Position identification records
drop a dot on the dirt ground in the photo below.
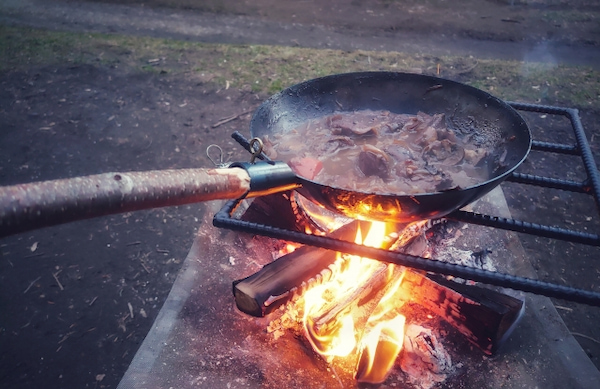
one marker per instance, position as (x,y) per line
(78,299)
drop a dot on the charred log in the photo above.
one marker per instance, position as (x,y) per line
(485,317)
(277,283)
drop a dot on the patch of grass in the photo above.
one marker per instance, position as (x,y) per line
(268,69)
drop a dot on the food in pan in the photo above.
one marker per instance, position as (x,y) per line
(383,152)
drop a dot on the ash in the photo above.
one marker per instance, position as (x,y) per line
(443,246)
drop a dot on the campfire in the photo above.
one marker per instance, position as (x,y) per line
(364,315)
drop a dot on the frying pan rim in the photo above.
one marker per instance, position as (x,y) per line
(470,89)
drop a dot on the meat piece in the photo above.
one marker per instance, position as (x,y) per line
(444,150)
(306,167)
(473,157)
(333,145)
(374,162)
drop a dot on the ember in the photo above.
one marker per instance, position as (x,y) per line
(359,313)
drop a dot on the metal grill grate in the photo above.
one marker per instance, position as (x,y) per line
(590,186)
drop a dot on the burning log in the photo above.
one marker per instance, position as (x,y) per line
(359,303)
(485,317)
(278,282)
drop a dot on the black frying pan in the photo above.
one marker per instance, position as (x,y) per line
(28,206)
(399,93)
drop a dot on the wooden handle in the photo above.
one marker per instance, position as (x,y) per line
(28,206)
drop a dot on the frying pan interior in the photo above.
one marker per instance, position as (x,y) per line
(399,93)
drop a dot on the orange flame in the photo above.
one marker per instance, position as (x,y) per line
(382,342)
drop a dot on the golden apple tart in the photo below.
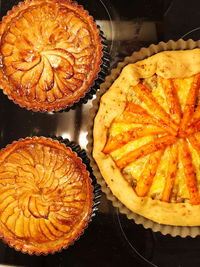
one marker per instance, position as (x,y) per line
(147,137)
(45,195)
(50,54)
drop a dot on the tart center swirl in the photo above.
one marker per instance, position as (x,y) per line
(155,140)
(42,193)
(47,53)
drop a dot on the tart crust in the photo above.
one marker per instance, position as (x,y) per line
(50,54)
(46,195)
(167,64)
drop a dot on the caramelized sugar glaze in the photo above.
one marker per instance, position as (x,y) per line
(50,54)
(162,139)
(45,195)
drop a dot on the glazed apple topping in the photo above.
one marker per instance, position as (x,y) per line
(172,130)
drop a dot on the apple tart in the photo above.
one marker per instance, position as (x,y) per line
(50,54)
(147,137)
(45,195)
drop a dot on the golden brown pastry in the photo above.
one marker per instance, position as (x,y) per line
(50,54)
(147,137)
(45,195)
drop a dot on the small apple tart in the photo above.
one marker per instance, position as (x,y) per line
(147,137)
(50,54)
(45,195)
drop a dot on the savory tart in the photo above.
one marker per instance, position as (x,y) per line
(45,195)
(147,137)
(50,54)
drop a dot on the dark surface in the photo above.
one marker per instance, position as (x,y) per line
(111,239)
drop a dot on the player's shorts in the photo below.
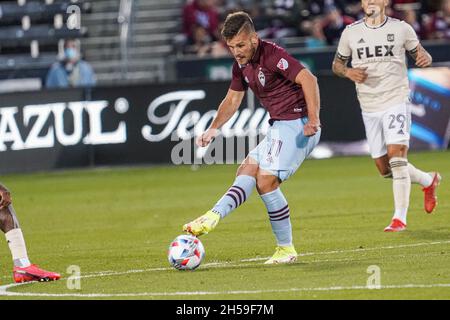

[WHAT YOU NEED TO DO]
Rewrite all the entries with "drop a dot" swapped for "put a pin", changing nothing else. Omit the pictures.

[TASK ANSWER]
put a pin on the dirt ground in the photo below.
one marker per instance, position as (x,y) per line
(78,299)
put a pin on the charred log in the photo above.
one marker per instance, position as (x,y) per line
(485,317)
(277,283)
put a pin on the patch of grass in the photo above.
one marker per instance, position as (x,y) per line
(268,69)
put a pin on the food in pan in the photo above.
one marker per instance, position as (x,y) per line
(383,152)
put a pin on the ash in the photo above.
one marker per instance, position as (x,y) per line
(443,246)
put a pin on the campfire in the photo above.
one marker per instance, position as (x,y) per line
(364,315)
put a pin on the frying pan rim in the photo above.
one marker per instance, position as (x,y) per line
(470,89)
put a pin on the meat piece in the photo above.
one marker per instance, position as (x,y) per line
(444,150)
(306,167)
(473,157)
(333,145)
(374,162)
put a pin on the ember in the photo above.
one marker per instance, position as (x,y) per line
(359,313)
put a pin on the metal grill grate in the photo above.
one marker per instance, position as (x,y) per line
(590,186)
put a pin on the burning log in the photo above.
one marker per instance, position as (x,y) per line
(359,303)
(485,317)
(278,282)
put a pin on the black frying pan in the photo above.
one marker per instance, position as (x,y) per line
(28,206)
(399,93)
put a pin on the wooden handle in the photo above.
one marker per instance, position as (x,y) per line
(28,206)
put a pin on the frying pan interior in the photo above.
one marker per instance, position as (x,y) per line
(399,93)
put a pin on the orange flame in the photo above.
one marker per instance, position as (x,y) per line
(382,342)
put a pin on the golden apple tart in the photo below.
one marker per instance, position as (x,y) per line
(147,137)
(45,195)
(50,54)
put a pin on the tart center swirl in the photo above.
one marker per instance, position as (x,y) per line
(155,140)
(42,193)
(47,53)
put a pin on the tart crust in the photo above.
one marker per instance, position as (x,y) per line
(50,54)
(46,195)
(167,64)
put a pin on the caramelized sugar glaze in the photo above.
one marker per instance, position as (x,y) per line
(50,54)
(162,139)
(45,195)
put a pin on the glazed apple topping in the photo above.
one marker per instance, position as (x,y) per line
(172,130)
put a pin on the apple tart in the photo above.
one marker per instance, position as (x,y) per line
(50,54)
(147,137)
(45,195)
put a pin on the golden brown pastry in the photo above.
one marker per instance, position as (x,y) per line
(50,54)
(147,137)
(45,195)
put a pin on the small apple tart in the photo above.
one marker per instance, position as (x,y) per line
(147,137)
(50,54)
(45,195)
put a pin on the savory tart in the photo above.
one marker per instance, position as (x,y) per line
(45,195)
(147,137)
(50,54)
put a pin on the dark surface in the photo above.
one marker per instance, position as (x,y) per line
(111,239)
put a pin on the player's shorts in the photo below.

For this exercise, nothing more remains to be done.